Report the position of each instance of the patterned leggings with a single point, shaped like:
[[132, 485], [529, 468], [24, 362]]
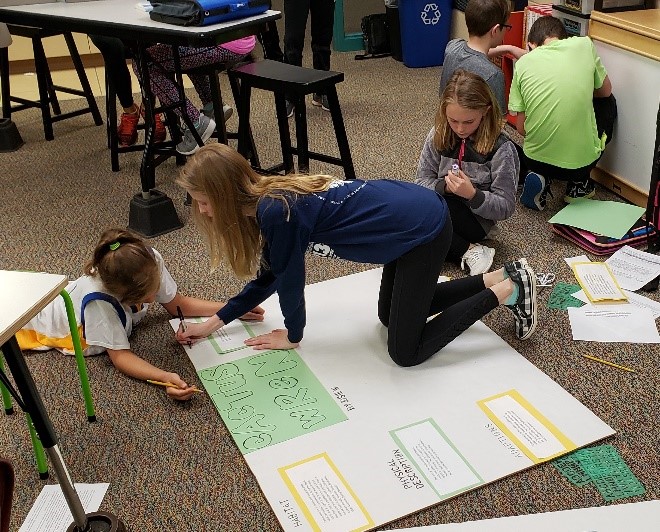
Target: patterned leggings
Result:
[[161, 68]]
------------------------------
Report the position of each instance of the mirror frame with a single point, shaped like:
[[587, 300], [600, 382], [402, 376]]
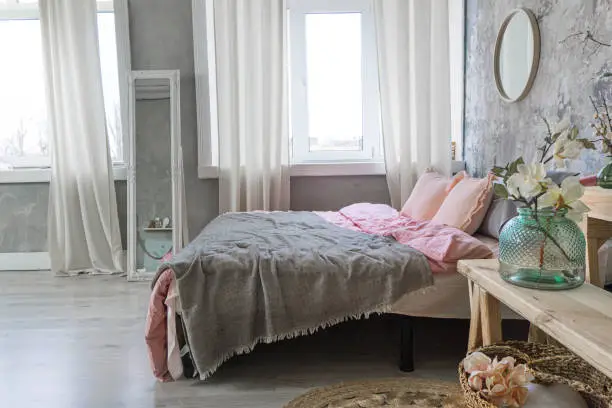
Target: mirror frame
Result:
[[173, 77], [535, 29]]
------------------------------
Locate each line in the data above that contains the word "with", and copy those lines out in full.

Report the position of each instance of the patterned leggings with a single point, shaped like:
Report the position of each instance of the mirror frame with a single point, shaped like:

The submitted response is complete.